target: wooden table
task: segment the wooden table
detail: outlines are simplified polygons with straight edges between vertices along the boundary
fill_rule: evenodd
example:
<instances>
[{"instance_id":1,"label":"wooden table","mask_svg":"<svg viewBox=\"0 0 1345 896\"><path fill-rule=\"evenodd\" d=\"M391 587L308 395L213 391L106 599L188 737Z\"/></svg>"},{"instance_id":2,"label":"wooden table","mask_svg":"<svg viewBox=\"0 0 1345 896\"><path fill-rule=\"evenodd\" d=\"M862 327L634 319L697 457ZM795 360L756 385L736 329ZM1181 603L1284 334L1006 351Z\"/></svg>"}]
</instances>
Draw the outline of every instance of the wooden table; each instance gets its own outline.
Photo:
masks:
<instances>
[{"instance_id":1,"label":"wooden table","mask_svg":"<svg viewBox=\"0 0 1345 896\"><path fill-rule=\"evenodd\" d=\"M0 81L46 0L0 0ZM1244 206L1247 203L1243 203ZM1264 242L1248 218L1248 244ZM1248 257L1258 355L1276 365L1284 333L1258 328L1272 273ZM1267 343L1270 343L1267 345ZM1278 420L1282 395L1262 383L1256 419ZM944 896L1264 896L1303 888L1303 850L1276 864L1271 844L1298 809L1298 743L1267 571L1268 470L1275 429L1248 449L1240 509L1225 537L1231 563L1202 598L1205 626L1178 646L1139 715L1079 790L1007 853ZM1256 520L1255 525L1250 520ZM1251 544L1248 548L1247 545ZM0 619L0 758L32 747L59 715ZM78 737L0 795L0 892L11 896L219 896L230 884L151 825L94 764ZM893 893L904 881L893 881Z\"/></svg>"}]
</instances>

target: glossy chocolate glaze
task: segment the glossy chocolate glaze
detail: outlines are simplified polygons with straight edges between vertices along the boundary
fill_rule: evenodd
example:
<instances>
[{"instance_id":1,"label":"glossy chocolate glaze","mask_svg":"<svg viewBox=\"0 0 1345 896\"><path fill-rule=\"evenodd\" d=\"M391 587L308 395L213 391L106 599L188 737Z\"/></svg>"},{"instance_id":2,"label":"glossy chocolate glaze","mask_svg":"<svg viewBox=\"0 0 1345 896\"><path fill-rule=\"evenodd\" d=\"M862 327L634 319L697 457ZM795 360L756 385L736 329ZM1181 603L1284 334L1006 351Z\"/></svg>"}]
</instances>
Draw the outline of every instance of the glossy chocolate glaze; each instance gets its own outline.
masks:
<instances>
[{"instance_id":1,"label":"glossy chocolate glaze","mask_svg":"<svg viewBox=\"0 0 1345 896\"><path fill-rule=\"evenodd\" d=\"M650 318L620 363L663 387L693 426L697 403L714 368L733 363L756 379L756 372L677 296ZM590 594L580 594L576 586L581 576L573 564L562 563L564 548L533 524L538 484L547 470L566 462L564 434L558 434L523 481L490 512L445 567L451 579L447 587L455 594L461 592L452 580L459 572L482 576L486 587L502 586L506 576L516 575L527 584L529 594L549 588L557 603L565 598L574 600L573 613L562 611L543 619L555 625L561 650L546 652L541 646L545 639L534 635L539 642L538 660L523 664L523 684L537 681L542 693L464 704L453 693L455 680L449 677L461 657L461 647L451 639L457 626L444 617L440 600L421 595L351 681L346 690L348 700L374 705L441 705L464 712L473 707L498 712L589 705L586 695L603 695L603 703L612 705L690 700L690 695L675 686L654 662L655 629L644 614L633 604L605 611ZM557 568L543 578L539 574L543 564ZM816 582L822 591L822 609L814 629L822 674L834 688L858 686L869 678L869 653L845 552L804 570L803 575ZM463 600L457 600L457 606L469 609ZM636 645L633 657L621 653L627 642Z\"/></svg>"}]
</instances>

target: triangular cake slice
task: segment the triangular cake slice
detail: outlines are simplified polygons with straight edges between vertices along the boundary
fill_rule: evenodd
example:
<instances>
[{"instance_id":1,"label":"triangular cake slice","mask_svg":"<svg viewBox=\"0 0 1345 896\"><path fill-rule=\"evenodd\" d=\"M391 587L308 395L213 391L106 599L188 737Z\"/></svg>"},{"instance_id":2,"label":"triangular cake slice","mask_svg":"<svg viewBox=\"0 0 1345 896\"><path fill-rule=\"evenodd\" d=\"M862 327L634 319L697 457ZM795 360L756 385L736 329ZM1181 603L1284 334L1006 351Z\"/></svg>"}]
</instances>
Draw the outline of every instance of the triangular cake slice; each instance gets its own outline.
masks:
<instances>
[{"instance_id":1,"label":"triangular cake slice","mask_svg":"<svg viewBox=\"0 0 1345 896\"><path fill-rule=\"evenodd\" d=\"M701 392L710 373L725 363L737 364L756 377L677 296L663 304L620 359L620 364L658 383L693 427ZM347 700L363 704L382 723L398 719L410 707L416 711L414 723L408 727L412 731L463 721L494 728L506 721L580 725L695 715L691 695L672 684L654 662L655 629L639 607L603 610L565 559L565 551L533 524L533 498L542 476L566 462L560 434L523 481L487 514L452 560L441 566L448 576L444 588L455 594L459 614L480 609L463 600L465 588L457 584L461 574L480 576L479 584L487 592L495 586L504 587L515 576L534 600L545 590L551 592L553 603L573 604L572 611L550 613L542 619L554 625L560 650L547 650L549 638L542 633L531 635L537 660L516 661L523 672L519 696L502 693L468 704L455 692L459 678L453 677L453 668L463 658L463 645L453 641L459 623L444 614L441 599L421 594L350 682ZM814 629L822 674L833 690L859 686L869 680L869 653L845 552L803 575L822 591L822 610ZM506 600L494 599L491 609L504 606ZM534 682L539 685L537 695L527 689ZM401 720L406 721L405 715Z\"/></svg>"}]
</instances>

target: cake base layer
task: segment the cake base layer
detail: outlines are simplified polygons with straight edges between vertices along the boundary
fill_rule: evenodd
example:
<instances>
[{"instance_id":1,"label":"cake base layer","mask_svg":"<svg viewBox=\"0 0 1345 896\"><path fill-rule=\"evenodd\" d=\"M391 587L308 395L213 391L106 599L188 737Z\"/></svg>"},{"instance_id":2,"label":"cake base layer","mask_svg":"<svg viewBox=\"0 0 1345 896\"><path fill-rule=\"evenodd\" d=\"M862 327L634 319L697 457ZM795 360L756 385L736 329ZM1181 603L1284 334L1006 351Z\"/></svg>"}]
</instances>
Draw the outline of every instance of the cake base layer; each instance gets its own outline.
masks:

_WHAT IS NEEDED_: Copy out each line above, character for character.

_WORKED ANSWER_:
target: wooden table
task: segment the wooden table
detail: outlines are simplified polygons with straight edges between vertices along the boundary
fill_rule: evenodd
example:
<instances>
[{"instance_id":1,"label":"wooden table","mask_svg":"<svg viewBox=\"0 0 1345 896\"><path fill-rule=\"evenodd\" d=\"M391 587L308 395L213 391L106 599L188 737Z\"/></svg>"},{"instance_id":2,"label":"wooden table","mask_svg":"<svg viewBox=\"0 0 1345 896\"><path fill-rule=\"evenodd\" d=\"M862 327L634 319L697 457ZM795 360L756 385L736 329ZM1181 603L1284 334L1006 351Z\"/></svg>"}]
</instances>
Draw the outline of every instance of the wooden table; each instance gets its own outline.
Photo:
masks:
<instances>
[{"instance_id":1,"label":"wooden table","mask_svg":"<svg viewBox=\"0 0 1345 896\"><path fill-rule=\"evenodd\" d=\"M0 81L46 0L0 0ZM1244 206L1247 203L1243 203ZM1264 242L1248 218L1248 244ZM1248 257L1258 355L1276 365L1284 333L1258 328L1272 273ZM1267 343L1270 343L1267 345ZM1278 420L1282 395L1262 383L1256 419ZM944 896L1264 896L1303 888L1303 850L1276 864L1271 844L1298 809L1298 743L1267 571L1268 470L1275 429L1248 449L1240 509L1225 537L1231 563L1202 598L1205 626L1178 646L1139 715L1079 790L1007 853ZM1256 520L1255 525L1250 520ZM1251 544L1248 548L1247 545ZM0 619L0 758L32 747L59 715ZM78 737L0 795L0 892L11 896L219 896L230 884L151 825L94 764ZM893 893L904 881L893 881Z\"/></svg>"}]
</instances>

target: glossy chocolate glaze
task: segment the glossy chocolate glaze
detail: outlines are simplified polygons with straight edges between vertices along the boundary
fill_rule: evenodd
example:
<instances>
[{"instance_id":1,"label":"glossy chocolate glaze","mask_svg":"<svg viewBox=\"0 0 1345 896\"><path fill-rule=\"evenodd\" d=\"M391 587L308 395L213 391L106 599L188 737Z\"/></svg>"},{"instance_id":2,"label":"glossy chocolate glaze","mask_svg":"<svg viewBox=\"0 0 1345 896\"><path fill-rule=\"evenodd\" d=\"M862 327L634 319L697 457ZM795 360L756 385L736 329ZM1181 603L1284 334L1006 351Z\"/></svg>"}]
</instances>
Draw the outline of every instance of the glossy chocolate glaze; each instance gets its own outline.
masks:
<instances>
[{"instance_id":1,"label":"glossy chocolate glaze","mask_svg":"<svg viewBox=\"0 0 1345 896\"><path fill-rule=\"evenodd\" d=\"M650 318L620 363L663 387L693 426L697 403L714 368L733 363L756 379L756 372L677 296ZM590 594L580 594L576 586L581 576L573 564L562 563L564 548L533 524L538 484L547 470L566 462L564 434L558 434L523 481L490 512L445 567L451 579L447 587L455 594L461 592L452 580L459 572L482 576L486 587L502 586L506 576L516 575L527 584L529 594L549 588L557 603L565 598L574 600L573 613L562 611L543 619L555 625L561 650L546 652L541 646L545 639L534 635L539 642L538 660L523 664L523 684L537 681L542 693L464 704L453 693L455 680L449 677L461 657L461 647L451 639L457 626L444 617L440 600L421 595L351 681L346 690L348 700L374 705L441 705L464 712L473 707L498 712L589 705L586 695L603 695L603 703L612 705L690 700L690 695L675 686L654 662L655 629L644 614L633 604L605 611ZM557 568L543 578L539 574L543 564ZM816 582L822 591L822 609L814 629L822 674L834 688L858 686L869 678L869 653L845 552L804 570L803 575ZM463 600L457 600L457 606L469 609ZM636 645L633 657L621 653L627 642Z\"/></svg>"}]
</instances>

target: triangular cake slice
task: segment the triangular cake slice
detail: outlines are simplified polygons with straight edges between vertices along the boundary
fill_rule: evenodd
example:
<instances>
[{"instance_id":1,"label":"triangular cake slice","mask_svg":"<svg viewBox=\"0 0 1345 896\"><path fill-rule=\"evenodd\" d=\"M391 587L308 395L213 391L106 599L188 737Z\"/></svg>"},{"instance_id":2,"label":"triangular cake slice","mask_svg":"<svg viewBox=\"0 0 1345 896\"><path fill-rule=\"evenodd\" d=\"M862 327L634 319L697 457ZM795 360L756 385L736 329ZM1181 603L1284 334L1006 351Z\"/></svg>"}]
</instances>
Draw the outline of every instance of the triangular cake slice; each instance gets its own outline.
masks:
<instances>
[{"instance_id":1,"label":"triangular cake slice","mask_svg":"<svg viewBox=\"0 0 1345 896\"><path fill-rule=\"evenodd\" d=\"M701 392L710 373L725 363L737 364L756 377L677 296L663 304L620 359L620 364L658 383L693 427ZM347 700L363 704L382 723L398 719L410 707L416 711L414 723L408 727L412 731L463 721L494 728L506 721L580 725L695 715L691 695L672 684L654 662L655 629L639 607L603 610L565 559L565 551L533 524L533 498L542 476L566 462L560 434L523 481L487 514L452 560L441 566L448 576L444 588L455 594L459 614L480 609L463 600L465 588L457 584L461 574L480 576L479 584L487 592L495 586L504 587L515 576L534 600L545 590L551 592L553 603L573 604L572 611L550 613L542 619L554 625L560 650L547 650L549 638L542 633L531 635L537 660L516 661L523 672L519 696L502 693L468 704L455 692L459 678L453 677L453 668L463 658L463 645L453 641L459 623L444 614L441 599L421 594L350 682ZM814 629L822 674L833 690L859 686L869 680L869 653L845 552L803 575L822 591L822 610ZM506 600L494 599L491 609L504 606ZM534 682L539 685L537 695L527 689ZM401 720L406 721L405 715Z\"/></svg>"}]
</instances>

target: cake base layer
task: segment the cake base layer
detail: outlines are simplified polygons with straight edges between vertices along the boundary
fill_rule: evenodd
example:
<instances>
[{"instance_id":1,"label":"cake base layer","mask_svg":"<svg viewBox=\"0 0 1345 896\"><path fill-rule=\"evenodd\" d=\"M391 587L308 395L213 391L106 599L188 737Z\"/></svg>"},{"instance_id":2,"label":"cake base layer","mask_svg":"<svg viewBox=\"0 0 1345 896\"><path fill-rule=\"evenodd\" d=\"M862 327L634 319L697 457ZM795 360L756 385L736 329ZM1181 603L1284 334L1006 351Z\"/></svg>"}]
</instances>
Draw the outline of every instance of the cake base layer; each instance gets its own outline.
masks:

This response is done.